Problem details =
Reproduce only the listing from its first line through the line that contains "top-left (0, 0), bottom-right (792, 153)", with "whale" replaced by "orca" and everything else unchanged. Leave the pictures out.

Task inputs =
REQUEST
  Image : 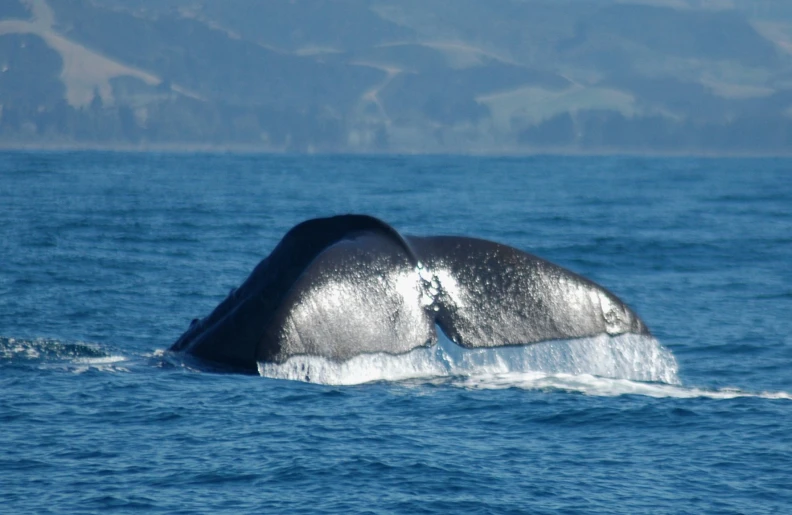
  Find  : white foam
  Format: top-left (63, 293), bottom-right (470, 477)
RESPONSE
top-left (259, 335), bottom-right (679, 385)
top-left (451, 372), bottom-right (792, 400)
top-left (259, 335), bottom-right (792, 400)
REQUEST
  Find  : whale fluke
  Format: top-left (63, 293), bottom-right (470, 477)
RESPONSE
top-left (171, 215), bottom-right (649, 372)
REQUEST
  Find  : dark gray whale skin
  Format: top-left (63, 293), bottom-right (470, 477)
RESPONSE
top-left (171, 215), bottom-right (649, 373)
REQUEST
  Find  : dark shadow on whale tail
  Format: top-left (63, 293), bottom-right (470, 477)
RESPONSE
top-left (171, 215), bottom-right (649, 373)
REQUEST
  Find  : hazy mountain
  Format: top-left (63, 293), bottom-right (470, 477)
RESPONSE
top-left (0, 0), bottom-right (792, 153)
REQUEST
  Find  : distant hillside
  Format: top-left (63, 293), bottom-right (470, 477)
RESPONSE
top-left (0, 0), bottom-right (792, 154)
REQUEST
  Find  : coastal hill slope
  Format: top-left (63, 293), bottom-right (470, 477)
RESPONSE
top-left (0, 0), bottom-right (792, 154)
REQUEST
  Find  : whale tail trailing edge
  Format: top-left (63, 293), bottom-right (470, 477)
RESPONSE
top-left (171, 215), bottom-right (648, 372)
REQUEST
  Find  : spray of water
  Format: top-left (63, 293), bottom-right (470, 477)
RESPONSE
top-left (259, 334), bottom-right (679, 384)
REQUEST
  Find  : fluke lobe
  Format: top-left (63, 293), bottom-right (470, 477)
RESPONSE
top-left (171, 215), bottom-right (649, 373)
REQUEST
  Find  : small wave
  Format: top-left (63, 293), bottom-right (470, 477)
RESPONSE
top-left (450, 372), bottom-right (792, 400)
top-left (259, 335), bottom-right (792, 400)
top-left (0, 337), bottom-right (127, 373)
top-left (259, 334), bottom-right (679, 385)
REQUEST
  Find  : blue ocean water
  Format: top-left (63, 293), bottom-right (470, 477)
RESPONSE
top-left (0, 152), bottom-right (792, 514)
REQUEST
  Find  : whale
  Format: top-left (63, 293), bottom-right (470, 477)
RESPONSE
top-left (170, 214), bottom-right (650, 373)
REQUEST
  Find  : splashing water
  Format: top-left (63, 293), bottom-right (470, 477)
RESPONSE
top-left (259, 334), bottom-right (792, 400)
top-left (259, 334), bottom-right (679, 384)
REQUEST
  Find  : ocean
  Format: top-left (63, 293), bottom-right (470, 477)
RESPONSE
top-left (0, 152), bottom-right (792, 514)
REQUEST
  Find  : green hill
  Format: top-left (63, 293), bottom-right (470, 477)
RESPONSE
top-left (0, 0), bottom-right (792, 154)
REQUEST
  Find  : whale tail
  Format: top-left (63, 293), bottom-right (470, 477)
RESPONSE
top-left (172, 215), bottom-right (648, 372)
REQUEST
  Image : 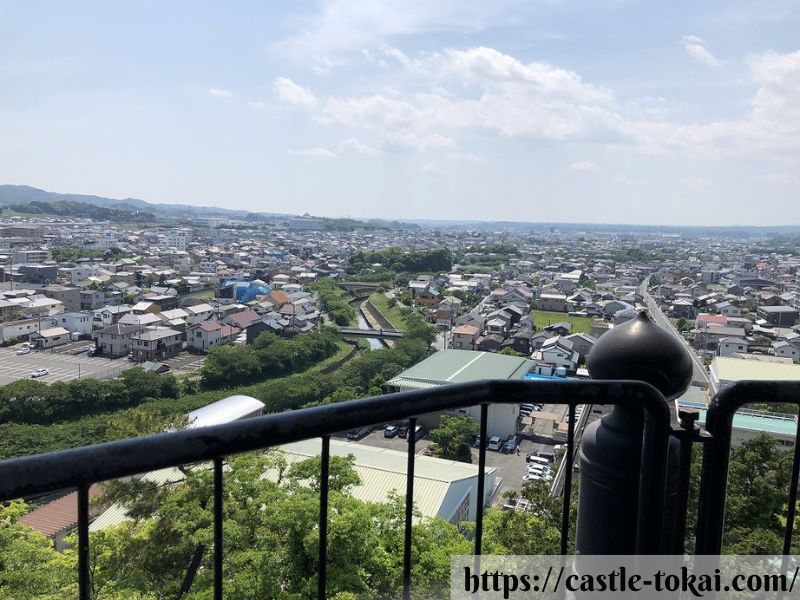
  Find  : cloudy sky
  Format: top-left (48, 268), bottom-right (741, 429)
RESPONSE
top-left (0, 0), bottom-right (800, 225)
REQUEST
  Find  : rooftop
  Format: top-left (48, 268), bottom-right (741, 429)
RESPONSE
top-left (389, 350), bottom-right (534, 389)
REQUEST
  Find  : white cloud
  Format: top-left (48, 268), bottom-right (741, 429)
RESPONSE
top-left (567, 160), bottom-right (600, 173)
top-left (682, 35), bottom-right (722, 67)
top-left (339, 138), bottom-right (380, 155)
top-left (311, 56), bottom-right (350, 75)
top-left (287, 148), bottom-right (337, 158)
top-left (447, 152), bottom-right (484, 163)
top-left (278, 0), bottom-right (514, 57)
top-left (678, 177), bottom-right (713, 188)
top-left (756, 173), bottom-right (800, 186)
top-left (612, 173), bottom-right (650, 185)
top-left (208, 88), bottom-right (233, 98)
top-left (272, 77), bottom-right (317, 108)
top-left (292, 43), bottom-right (800, 170)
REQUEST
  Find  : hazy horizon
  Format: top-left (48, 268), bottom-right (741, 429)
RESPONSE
top-left (0, 0), bottom-right (800, 227)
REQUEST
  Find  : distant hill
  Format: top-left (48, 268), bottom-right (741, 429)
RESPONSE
top-left (0, 184), bottom-right (276, 220)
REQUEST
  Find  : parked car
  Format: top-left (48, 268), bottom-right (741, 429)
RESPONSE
top-left (536, 450), bottom-right (556, 463)
top-left (525, 452), bottom-right (551, 467)
top-left (500, 442), bottom-right (517, 454)
top-left (525, 463), bottom-right (550, 473)
top-left (347, 426), bottom-right (372, 442)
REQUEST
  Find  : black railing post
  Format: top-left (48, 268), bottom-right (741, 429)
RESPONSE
top-left (475, 402), bottom-right (489, 556)
top-left (783, 418), bottom-right (800, 556)
top-left (317, 435), bottom-right (331, 600)
top-left (576, 312), bottom-right (693, 554)
top-left (214, 456), bottom-right (223, 600)
top-left (78, 484), bottom-right (91, 600)
top-left (559, 402), bottom-right (575, 556)
top-left (403, 417), bottom-right (417, 600)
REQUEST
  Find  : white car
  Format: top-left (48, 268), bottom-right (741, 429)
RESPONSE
top-left (522, 474), bottom-right (552, 483)
top-left (526, 467), bottom-right (550, 477)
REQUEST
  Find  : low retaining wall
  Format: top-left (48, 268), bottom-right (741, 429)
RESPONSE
top-left (319, 344), bottom-right (358, 373)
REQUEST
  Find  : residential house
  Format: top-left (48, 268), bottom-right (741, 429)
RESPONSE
top-left (36, 284), bottom-right (81, 311)
top-left (564, 333), bottom-right (597, 362)
top-left (414, 286), bottom-right (442, 308)
top-left (716, 300), bottom-right (742, 317)
top-left (531, 336), bottom-right (580, 371)
top-left (31, 327), bottom-right (72, 349)
top-left (55, 312), bottom-right (94, 337)
top-left (222, 308), bottom-right (262, 331)
top-left (773, 341), bottom-right (800, 364)
top-left (758, 305), bottom-right (800, 327)
top-left (118, 312), bottom-right (162, 327)
top-left (475, 333), bottom-right (505, 352)
top-left (130, 327), bottom-right (183, 362)
top-left (450, 325), bottom-right (481, 350)
top-left (93, 323), bottom-right (144, 358)
top-left (717, 337), bottom-right (749, 356)
top-left (186, 319), bottom-right (241, 352)
top-left (81, 289), bottom-right (106, 310)
top-left (94, 304), bottom-right (131, 327)
top-left (184, 303), bottom-right (214, 326)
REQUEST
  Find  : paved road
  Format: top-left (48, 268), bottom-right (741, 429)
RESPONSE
top-left (640, 280), bottom-right (711, 387)
top-left (0, 348), bottom-right (133, 385)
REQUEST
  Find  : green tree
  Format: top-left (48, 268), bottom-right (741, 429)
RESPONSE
top-left (498, 347), bottom-right (525, 356)
top-left (431, 415), bottom-right (478, 462)
top-left (0, 500), bottom-right (77, 600)
top-left (286, 454), bottom-right (361, 492)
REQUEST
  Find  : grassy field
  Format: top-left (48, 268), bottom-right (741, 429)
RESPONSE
top-left (369, 292), bottom-right (406, 331)
top-left (531, 310), bottom-right (592, 333)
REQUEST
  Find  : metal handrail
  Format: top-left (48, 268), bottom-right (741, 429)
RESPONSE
top-left (695, 381), bottom-right (800, 555)
top-left (0, 380), bottom-right (670, 600)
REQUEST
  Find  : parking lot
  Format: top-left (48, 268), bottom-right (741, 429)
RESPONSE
top-left (160, 352), bottom-right (206, 375)
top-left (334, 418), bottom-right (564, 505)
top-left (0, 346), bottom-right (133, 385)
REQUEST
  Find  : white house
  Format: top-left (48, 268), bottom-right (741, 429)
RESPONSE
top-left (55, 312), bottom-right (94, 335)
top-left (773, 342), bottom-right (800, 364)
top-left (532, 336), bottom-right (580, 371)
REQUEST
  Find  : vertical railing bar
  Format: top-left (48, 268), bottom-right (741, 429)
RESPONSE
top-left (783, 417), bottom-right (800, 556)
top-left (78, 485), bottom-right (91, 600)
top-left (475, 403), bottom-right (489, 556)
top-left (214, 456), bottom-right (223, 600)
top-left (560, 401), bottom-right (575, 556)
top-left (403, 417), bottom-right (417, 600)
top-left (317, 435), bottom-right (331, 600)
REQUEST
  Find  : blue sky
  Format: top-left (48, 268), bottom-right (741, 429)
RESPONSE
top-left (0, 0), bottom-right (800, 225)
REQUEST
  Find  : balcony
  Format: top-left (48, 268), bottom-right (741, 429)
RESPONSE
top-left (0, 312), bottom-right (800, 599)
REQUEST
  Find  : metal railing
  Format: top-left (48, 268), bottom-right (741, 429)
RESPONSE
top-left (0, 380), bottom-right (800, 600)
top-left (0, 380), bottom-right (670, 600)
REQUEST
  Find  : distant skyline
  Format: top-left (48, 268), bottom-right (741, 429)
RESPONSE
top-left (0, 0), bottom-right (800, 225)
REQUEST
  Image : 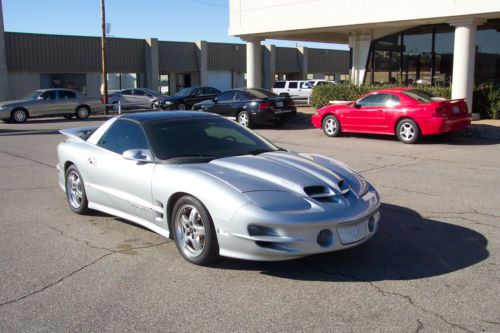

Exercise output =
REQUEST
  Image : 
  Find  : white foam
  Format: top-left (63, 293), bottom-right (470, 477)
RESPONSE
top-left (259, 335), bottom-right (679, 385)
top-left (451, 372), bottom-right (792, 400)
top-left (259, 335), bottom-right (792, 400)
REQUEST
  Find  : orca fluke
  Format: top-left (63, 293), bottom-right (470, 477)
RESPONSE
top-left (171, 215), bottom-right (649, 372)
REQUEST
  Find  : dark gray orca skin
  Format: top-left (63, 293), bottom-right (470, 477)
RESPONSE
top-left (171, 215), bottom-right (649, 373)
REQUEST
  Find  : dark shadow on orca tail
  Format: top-left (63, 293), bottom-right (470, 477)
RESPONSE
top-left (171, 215), bottom-right (649, 373)
REQUEST
  Find  : hazy mountain
  Format: top-left (63, 293), bottom-right (470, 477)
RESPONSE
top-left (0, 0), bottom-right (792, 153)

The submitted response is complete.